The data –
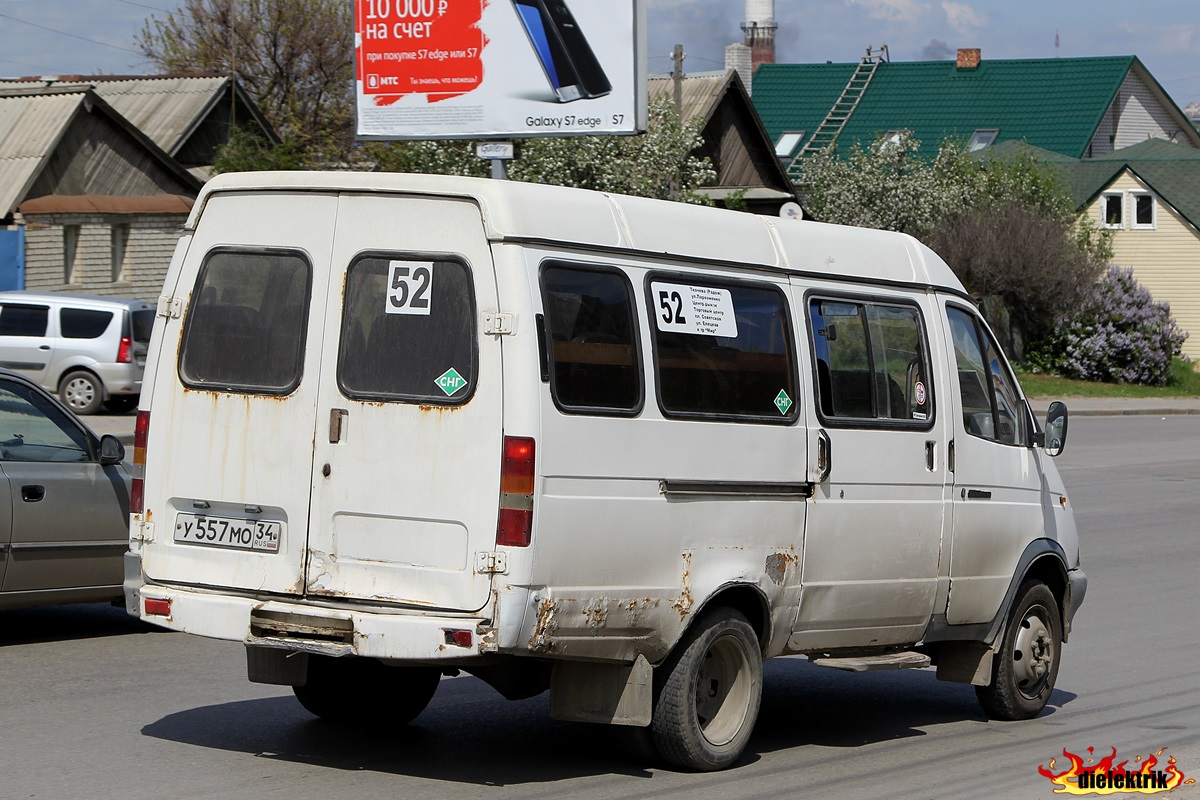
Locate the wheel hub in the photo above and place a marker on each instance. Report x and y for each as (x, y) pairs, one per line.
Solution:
(1032, 654)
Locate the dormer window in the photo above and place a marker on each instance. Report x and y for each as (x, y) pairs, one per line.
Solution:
(982, 138)
(1113, 209)
(789, 144)
(1143, 209)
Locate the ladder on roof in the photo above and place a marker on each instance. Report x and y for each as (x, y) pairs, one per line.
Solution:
(835, 120)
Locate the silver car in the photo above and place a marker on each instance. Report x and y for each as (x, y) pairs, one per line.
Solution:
(91, 350)
(65, 530)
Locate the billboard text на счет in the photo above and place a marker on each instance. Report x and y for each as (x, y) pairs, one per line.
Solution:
(486, 68)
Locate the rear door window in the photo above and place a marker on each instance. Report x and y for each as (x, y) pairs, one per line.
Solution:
(408, 330)
(245, 329)
(18, 319)
(593, 340)
(83, 323)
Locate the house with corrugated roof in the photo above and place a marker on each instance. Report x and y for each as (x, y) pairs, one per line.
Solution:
(735, 140)
(97, 173)
(189, 116)
(88, 202)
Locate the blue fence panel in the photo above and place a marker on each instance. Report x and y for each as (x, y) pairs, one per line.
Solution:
(12, 259)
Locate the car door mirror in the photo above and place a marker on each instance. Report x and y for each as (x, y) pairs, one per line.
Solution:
(1055, 428)
(112, 451)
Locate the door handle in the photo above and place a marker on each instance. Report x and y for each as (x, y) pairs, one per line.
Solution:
(825, 456)
(336, 423)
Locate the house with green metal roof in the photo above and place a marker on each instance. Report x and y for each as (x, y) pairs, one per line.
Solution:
(1081, 108)
(1131, 156)
(1149, 197)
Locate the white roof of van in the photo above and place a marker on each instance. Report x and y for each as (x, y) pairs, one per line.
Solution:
(514, 210)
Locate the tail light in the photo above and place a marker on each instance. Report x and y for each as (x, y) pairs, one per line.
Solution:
(137, 492)
(515, 524)
(125, 352)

Task statement – All lines in the listing above between the line with "Locate the billboard" and the line with "Locate the house with corrugated", inclusive, should be set down exactly, and no line outside that range.

Solution to this exercise –
Locate the billboard text на счет in the photo above and place a marker on each instance. Report x and y for each as (x, y) pairs, one per line.
Solution:
(486, 68)
Locate the rear door window in the photo above and place a marker on each instance. Report x and y for each as (x, y) pairs, one per line.
Solution:
(408, 330)
(245, 329)
(18, 319)
(593, 340)
(83, 323)
Locate the house with corrugated roof in the photo above and place a marker on each instance. Report x and y for each as (x, y) pairs, one per line.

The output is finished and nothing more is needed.